Когда Александр с вами прощался, он хотел поцеловать у вас руку, как у отца. Артист и друг моего Александра, и я склоняю перед вами колена. Ваше творение велико, и ваша любовь велика. В вашем творении есть мысль мировая, ибо троичность бога повторилась везде в человечестве. Но ваше творение не могло выполниться при узких условиях настоящего. На него хотели надеть крышу, а вы его хотели поставить под открытое небо, под то небо, откуда слетал дух святой в виде голубином, в символе любви. Артист! Юноша пророчит вам, что ваше творение будет выполнено, и юноша доживет до той минуты, когда склонит перед ним и напечатлеет поцелуй веры и любви на камне одушевленном с той же горячностью, как теперь готов поцеловать руку самого художника, которого Александр готов был назвать отцом.
Прошу вас, позвольте мне взять у Александра проект и сообщить художникам неизвестным, и которые, может, никогда не будут известными, но которых душа стремится к бесконечному богу на небесах и к прекрасному в его творении на земле. Позвольте. Разве не сказано „научите немудриих“?

______________________________

→ ЗАДАНИЕ A: Определите, соответствуют ли цитируемому тексту утверждения (i) Александр при прощании хотел поцеловать руку адресата, как у отца; (ii) адресат был согласен с тем, чтобы на его творение надели крышу; (iii) автор просит разрешения взять у Александра проект. На каждое ответьте «да» или «нет», подкрепив ответ точной цитатой из текста.
→ ЗАДАНИЕ B: Продолжите цитируемый текст, начав сразу после его последнего предложения.

______________________________

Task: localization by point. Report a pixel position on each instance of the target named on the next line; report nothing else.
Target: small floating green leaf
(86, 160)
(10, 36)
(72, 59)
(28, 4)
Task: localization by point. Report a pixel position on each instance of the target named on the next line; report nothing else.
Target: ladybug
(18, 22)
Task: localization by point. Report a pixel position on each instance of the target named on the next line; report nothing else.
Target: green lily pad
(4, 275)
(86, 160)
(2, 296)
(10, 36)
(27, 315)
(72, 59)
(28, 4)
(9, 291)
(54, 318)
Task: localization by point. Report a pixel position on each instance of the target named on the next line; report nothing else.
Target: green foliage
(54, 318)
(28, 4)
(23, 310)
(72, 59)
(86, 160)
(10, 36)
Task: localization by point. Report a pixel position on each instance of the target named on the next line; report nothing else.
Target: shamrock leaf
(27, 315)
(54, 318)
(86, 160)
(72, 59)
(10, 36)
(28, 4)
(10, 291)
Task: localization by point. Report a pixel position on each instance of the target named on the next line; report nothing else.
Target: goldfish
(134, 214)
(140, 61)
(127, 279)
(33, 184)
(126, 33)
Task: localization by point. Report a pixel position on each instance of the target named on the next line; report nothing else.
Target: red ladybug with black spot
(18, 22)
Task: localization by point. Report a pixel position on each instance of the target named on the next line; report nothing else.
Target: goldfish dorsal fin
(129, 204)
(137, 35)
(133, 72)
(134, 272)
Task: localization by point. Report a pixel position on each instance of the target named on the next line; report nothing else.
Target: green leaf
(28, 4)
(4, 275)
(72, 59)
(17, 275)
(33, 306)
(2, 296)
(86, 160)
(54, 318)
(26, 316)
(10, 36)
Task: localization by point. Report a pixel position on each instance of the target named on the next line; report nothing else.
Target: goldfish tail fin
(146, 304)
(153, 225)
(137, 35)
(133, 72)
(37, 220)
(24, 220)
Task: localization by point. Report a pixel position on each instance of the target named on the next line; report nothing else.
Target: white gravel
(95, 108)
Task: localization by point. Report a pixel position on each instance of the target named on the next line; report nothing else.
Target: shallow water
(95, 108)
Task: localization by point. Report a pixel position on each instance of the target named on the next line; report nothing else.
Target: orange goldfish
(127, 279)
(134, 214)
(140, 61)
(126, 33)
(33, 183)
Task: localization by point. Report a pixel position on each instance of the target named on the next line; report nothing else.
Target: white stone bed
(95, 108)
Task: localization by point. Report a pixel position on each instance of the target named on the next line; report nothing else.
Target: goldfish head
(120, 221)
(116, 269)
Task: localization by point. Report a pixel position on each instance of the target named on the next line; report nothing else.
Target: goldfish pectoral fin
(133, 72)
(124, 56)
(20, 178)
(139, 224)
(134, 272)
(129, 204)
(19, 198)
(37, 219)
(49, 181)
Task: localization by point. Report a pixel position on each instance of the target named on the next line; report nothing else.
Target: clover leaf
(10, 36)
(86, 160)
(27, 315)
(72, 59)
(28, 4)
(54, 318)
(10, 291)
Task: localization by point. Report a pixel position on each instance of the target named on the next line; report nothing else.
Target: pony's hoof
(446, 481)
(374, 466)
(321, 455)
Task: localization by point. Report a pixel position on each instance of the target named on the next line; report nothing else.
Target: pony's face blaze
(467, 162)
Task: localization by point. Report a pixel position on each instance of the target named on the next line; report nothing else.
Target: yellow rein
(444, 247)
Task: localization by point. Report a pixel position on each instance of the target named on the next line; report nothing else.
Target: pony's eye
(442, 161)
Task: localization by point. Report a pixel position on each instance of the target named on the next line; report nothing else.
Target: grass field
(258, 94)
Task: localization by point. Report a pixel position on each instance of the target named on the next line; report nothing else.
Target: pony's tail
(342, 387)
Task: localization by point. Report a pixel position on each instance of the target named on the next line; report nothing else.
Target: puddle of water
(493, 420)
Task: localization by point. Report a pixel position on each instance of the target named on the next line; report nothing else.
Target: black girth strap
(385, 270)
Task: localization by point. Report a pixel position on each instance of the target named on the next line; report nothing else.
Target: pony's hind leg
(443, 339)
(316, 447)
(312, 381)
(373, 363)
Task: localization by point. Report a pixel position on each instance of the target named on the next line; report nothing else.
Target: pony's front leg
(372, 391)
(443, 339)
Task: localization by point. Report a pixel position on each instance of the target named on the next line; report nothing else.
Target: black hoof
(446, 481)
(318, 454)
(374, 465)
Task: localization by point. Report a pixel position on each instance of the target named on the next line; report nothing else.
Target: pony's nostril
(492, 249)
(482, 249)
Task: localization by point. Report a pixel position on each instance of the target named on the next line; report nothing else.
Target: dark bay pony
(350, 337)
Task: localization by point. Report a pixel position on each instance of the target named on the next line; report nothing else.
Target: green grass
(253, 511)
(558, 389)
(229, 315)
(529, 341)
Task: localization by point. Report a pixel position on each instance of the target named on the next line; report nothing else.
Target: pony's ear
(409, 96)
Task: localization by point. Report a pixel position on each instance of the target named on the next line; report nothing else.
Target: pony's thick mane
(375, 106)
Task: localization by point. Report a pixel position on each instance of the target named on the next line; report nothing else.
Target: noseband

______________________________

→ ВЕРНЫЙ ОТВЕТ A:
(i) Да: «Когда Александр с вами прощался, он хотел поцеловать у вас руку, как у отца».
(ii) Нет: «На него хотели надеть крышу, а вы его хотели поставить под открытое небо».
(iii) Да: «позвольте мне взять у Александра проект».

→ ВЕРНЫЙ ОТВЕТ B:
Чем я кончу это письмо, художник, благословенный богом? Вот чем: дайте мне ваше благословение в этом пути земном, дайте его, как отец дает сыну. И у меня в душе живет чистая любовь к богу. Ваше благословение не падет на бесплодную почву.
Вот, Александр Лаврентьевич, несколько строк, писанные вам человеком, которого вы только знаете через меня, — Огаревым). Он был в восторге от мысли вашего храма и просил, чтоб я ему списал из ваших „Записок“ о проекте; но я не смел этого сделать, потому он и просит вас. Напишите ему хотя строчку, это человек дивной чистоты душевной, любите его — он вас любит.
Вам предстоит разлука с Прасковьей Петровной{54}, одиночество ваше еще увеличится. Где то время, когда я иногда служил вам отдохновением (ибо в вашей любви я не сомневаюсь). Зачем это было тогда, а не теперь? Теперь я больше чист, теперь я достойнее вашей дружбы.
Прежде, нежели вы получите это письмо, Наташа будет матерью. Какое великое дело — воспитание раскрывается перед нами, на нашу ответственность бог дает существо — человека. Господи! дай же силу вести его по закону твоему. Помолитесь о нас, помолитесь и об малютке…
Пришлите мне, пожалуйста, с Прасковьей Петровной один из ваших проектов (большого храма) в тевтоно-готическом стиле; это будет священный залог вашего внимания ко мне. Прощайте. Ваш друг до гроба.
Наташа жмет вашу руку. 9 мая мы торжественно прочитали ваше поздравительное письмо, 1838 г., в мае писанное{55}. Оно так тепло, так дышит любовью, что без слез не можем перечитывать…»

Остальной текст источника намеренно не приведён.